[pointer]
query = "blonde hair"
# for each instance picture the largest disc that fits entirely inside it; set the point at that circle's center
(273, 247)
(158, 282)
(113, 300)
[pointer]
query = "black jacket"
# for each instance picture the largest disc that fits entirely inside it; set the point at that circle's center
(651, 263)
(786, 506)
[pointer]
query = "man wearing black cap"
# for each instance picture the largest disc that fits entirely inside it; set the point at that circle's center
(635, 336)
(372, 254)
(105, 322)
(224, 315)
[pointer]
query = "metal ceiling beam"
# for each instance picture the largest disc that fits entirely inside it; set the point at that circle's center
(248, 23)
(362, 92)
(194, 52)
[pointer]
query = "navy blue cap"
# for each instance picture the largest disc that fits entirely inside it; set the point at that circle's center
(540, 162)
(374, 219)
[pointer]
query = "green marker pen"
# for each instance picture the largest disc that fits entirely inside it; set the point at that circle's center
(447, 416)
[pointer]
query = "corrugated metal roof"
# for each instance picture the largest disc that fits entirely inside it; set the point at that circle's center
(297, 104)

========================================

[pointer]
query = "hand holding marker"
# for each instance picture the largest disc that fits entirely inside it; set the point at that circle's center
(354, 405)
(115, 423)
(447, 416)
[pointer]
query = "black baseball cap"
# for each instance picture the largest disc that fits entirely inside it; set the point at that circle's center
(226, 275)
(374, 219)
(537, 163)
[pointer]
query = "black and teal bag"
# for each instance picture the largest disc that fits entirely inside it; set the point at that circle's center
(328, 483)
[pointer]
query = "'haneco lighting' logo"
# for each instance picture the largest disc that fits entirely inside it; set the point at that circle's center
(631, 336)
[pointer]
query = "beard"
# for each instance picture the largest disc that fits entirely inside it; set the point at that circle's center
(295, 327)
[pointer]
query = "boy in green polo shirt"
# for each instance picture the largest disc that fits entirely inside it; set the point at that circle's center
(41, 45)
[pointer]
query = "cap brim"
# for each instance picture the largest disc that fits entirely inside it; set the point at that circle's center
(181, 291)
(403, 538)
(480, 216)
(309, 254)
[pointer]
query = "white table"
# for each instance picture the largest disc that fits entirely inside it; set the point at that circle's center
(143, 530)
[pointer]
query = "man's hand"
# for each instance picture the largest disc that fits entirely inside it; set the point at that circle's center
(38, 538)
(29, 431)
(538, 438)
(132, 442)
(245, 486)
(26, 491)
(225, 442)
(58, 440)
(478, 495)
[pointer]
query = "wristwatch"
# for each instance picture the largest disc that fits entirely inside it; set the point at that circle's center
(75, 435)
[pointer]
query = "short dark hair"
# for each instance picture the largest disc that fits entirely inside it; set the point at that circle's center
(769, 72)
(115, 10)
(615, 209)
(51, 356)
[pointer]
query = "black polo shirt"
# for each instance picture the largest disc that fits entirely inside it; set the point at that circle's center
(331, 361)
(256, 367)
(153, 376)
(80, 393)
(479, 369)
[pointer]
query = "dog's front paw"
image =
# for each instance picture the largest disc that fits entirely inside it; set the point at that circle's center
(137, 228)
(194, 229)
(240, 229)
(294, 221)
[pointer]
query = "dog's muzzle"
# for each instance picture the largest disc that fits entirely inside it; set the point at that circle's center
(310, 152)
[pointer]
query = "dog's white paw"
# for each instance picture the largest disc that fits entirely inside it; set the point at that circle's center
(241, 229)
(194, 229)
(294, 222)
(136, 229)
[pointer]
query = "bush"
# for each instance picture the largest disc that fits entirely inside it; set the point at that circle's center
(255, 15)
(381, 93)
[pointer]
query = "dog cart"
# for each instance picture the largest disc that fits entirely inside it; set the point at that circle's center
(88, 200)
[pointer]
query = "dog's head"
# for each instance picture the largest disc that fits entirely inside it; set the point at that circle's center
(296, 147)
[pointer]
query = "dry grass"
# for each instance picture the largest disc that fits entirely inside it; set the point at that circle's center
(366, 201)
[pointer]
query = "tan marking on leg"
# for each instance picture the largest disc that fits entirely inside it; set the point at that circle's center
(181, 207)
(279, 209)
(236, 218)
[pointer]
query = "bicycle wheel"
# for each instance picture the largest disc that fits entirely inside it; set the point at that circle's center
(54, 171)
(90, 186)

========================================

- _WRITTEN INSTRUCTION_: Return each line of the data that contains the string "polo", matching case exactly.

- _ANSWER FOR THIS EXERCISE_:
query = "boy in green polo shirt"
query = "black polo shirt"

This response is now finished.